### [Natural language region descriptions]

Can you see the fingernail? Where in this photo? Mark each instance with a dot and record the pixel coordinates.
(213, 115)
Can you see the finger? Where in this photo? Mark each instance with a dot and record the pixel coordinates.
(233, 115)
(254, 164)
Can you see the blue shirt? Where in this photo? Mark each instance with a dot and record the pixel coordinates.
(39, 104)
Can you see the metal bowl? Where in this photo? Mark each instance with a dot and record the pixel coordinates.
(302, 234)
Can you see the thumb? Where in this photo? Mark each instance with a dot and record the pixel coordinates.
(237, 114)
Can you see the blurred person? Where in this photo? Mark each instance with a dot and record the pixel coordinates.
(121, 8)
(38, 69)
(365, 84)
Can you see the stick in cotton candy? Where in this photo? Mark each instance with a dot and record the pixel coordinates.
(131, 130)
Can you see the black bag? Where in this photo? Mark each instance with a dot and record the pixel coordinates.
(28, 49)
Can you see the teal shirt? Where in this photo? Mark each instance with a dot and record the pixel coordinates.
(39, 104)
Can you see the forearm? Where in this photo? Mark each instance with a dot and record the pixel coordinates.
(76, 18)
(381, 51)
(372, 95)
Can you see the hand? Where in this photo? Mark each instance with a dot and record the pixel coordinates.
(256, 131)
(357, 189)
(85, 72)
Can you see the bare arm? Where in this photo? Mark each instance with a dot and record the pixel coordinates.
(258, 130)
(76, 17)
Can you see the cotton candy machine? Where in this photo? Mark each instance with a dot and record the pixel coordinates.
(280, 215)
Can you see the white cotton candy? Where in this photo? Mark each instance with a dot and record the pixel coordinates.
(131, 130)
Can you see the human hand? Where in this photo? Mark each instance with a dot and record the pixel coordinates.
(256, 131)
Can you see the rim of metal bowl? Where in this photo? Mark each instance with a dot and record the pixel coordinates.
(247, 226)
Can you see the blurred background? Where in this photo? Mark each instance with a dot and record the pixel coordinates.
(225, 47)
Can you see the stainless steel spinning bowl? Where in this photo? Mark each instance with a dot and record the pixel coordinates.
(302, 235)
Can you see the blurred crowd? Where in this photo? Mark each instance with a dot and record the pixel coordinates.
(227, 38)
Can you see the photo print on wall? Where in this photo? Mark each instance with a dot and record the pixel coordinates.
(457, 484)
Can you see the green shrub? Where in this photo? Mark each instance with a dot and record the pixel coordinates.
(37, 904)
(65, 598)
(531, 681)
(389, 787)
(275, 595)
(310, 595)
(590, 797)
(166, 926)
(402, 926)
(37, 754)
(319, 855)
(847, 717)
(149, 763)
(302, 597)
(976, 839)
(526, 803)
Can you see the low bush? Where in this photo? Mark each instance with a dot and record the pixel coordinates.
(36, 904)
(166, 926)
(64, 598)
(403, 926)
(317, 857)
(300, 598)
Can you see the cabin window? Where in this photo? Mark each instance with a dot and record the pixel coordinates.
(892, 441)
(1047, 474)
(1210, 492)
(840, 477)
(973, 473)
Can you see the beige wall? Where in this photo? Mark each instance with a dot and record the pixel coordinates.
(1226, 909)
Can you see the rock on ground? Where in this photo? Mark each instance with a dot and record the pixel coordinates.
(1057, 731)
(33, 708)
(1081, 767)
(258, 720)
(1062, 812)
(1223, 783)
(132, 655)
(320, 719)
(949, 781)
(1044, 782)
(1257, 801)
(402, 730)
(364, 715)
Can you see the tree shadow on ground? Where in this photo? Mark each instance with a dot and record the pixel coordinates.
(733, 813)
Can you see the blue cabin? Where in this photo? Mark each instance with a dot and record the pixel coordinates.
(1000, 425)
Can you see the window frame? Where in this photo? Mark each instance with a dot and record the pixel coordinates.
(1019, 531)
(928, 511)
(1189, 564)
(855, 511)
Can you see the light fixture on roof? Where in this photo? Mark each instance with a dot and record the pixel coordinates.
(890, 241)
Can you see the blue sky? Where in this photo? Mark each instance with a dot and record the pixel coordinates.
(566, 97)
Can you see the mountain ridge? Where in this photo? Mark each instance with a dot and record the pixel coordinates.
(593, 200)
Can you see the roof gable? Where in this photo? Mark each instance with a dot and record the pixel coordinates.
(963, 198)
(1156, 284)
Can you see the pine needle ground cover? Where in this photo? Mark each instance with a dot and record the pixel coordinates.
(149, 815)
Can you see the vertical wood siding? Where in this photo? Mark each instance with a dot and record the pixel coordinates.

### [Task]
The entries above are to be output exactly as they appear.

### [Task result]
Can you see the fingernail? Where in this photo? Mark each instance with a dot and record the pixel coordinates.
(213, 115)
Can you see the finger? Where in this photo? Mark each instance with a dot and record the pixel coordinates.
(233, 115)
(254, 164)
Can you see the blue shirt? Where in this photo? Mark each instance with a dot and record the pixel coordinates.
(39, 104)
Can you see the metal bowl? Where in this photo? Mark each instance with a dot and record the pixel coordinates.
(302, 234)
Can you see the thumb? Where in this photo? Mark each instance with a dot and record the pixel coordinates.
(237, 114)
Can you see the blurred person? Where in this photo? Mark each instance with a dot and record the pixel coordinates.
(121, 8)
(38, 69)
(365, 84)
Can you see the stick in cotton candy? Where in this photo? Mark each instance with a dot and record the pixel coordinates.
(131, 130)
Can you see the black bag? Where in this photo? Mark each instance with a dot and record the pixel coordinates.
(28, 49)
Can you see the teal shirt? Where in this photo? Mark each instance with a dot and record the pixel coordinates.
(39, 104)
Can you see the forearm? Where in this photo? Mark each instance with a dot and record the pixel coordinates.
(76, 18)
(381, 51)
(372, 95)
Can you see the hand? Where in this photo? Mark each instance with a dot and record the pixel coordinates.
(256, 131)
(357, 189)
(85, 72)
Can you see the bare arm? Where in this photo? Mark each instance with a dot and record the pixel coordinates.
(258, 130)
(76, 17)
Can you see the cotton candy machine? Where in this photo? Mark each instance with a dot and record the pixel coordinates.
(280, 215)
Can you see the white cotton candy? Where in this photo? Mark each instance with a dot and record the pixel coordinates.
(131, 130)
Can you see the human hand? Where in this photo? Mark each instance with a dot and record the pixel coordinates.
(256, 131)
Can you see the rim of metal bowl? Where in this photo? Mark each instance with a dot and record the pixel coordinates.
(247, 226)
Can you see the blurred background? Where in this photo? Mark each instance with a dot and record the pixel coordinates.
(225, 47)
Can you see the stainless steel spinning bowl? Where in this photo? Mark each instance with a dot and record the pixel coordinates.
(302, 235)
Can you see the blurred crowd? Where in this photo? Mark each instance with a dot and record the pixel coordinates.
(227, 38)
Can you see the photo print on wall? Where in this photo? Mark each instance with a dot and record the pixel coordinates.
(457, 484)
Can you see the green shrub? Where in this photo? Mark each instance with a dot and record the pixel coordinates.
(37, 904)
(65, 598)
(531, 681)
(389, 787)
(275, 595)
(310, 595)
(590, 797)
(166, 926)
(402, 926)
(37, 754)
(319, 855)
(847, 717)
(149, 763)
(302, 597)
(976, 839)
(526, 803)
Can you see the low bush? Where in this photo? Mark each instance with a dot and record the pixel coordinates.
(36, 904)
(166, 926)
(64, 598)
(403, 926)
(317, 857)
(300, 598)
Can you see the cabin window? Where in this photo? Mark each instance with a dot and record the pixel coordinates.
(892, 441)
(1047, 474)
(1210, 492)
(840, 477)
(973, 473)
Can you see the beige wall? Where in this photo? Mark each instance with a dot and record the pixel coordinates.
(1226, 909)
Can you see the rock on ground? Where in this photo? Mark each instance with a dot and record the pixel coordinates.
(1057, 731)
(33, 708)
(1081, 767)
(258, 720)
(1062, 812)
(1223, 783)
(132, 655)
(320, 719)
(949, 781)
(1044, 782)
(1257, 801)
(402, 730)
(364, 715)
Can you see the tree shadow on ground? Where in this photo? Mark each instance with a dot and record the pixel coordinates.
(733, 813)
Can you see the blue cabin? Where in this photo? Mark each instance with a dot and record the pixel coordinates.
(1000, 425)
Can you see the window frame? Where in this photo? Mark each instance with a dot and record the pixel coordinates.
(1019, 531)
(928, 511)
(1189, 564)
(855, 511)
Can you see the light fixture on roof? Where in this photo? Mark each instance with a dot and record the pixel coordinates.
(890, 241)
Can you see the blue sky? Where in this photo? Mark each instance with a dot and record the pixel coordinates.
(566, 97)
Can you see the mountain ridge? Where in this photo? Mark each instance with a dot and record the pixel coordinates.
(593, 200)
Can you see the roof gable? Where in this photo? Mark each instance with a dot and record the pixel coordinates.
(963, 198)
(1156, 284)
Can you see the pine needle ground cover? Where in this photo? Mark each instance with a dot and record the pixel coordinates.
(149, 815)
Can you see the vertical wood siding? Where in this photo? Mark each instance with a dot and record the pixel coordinates.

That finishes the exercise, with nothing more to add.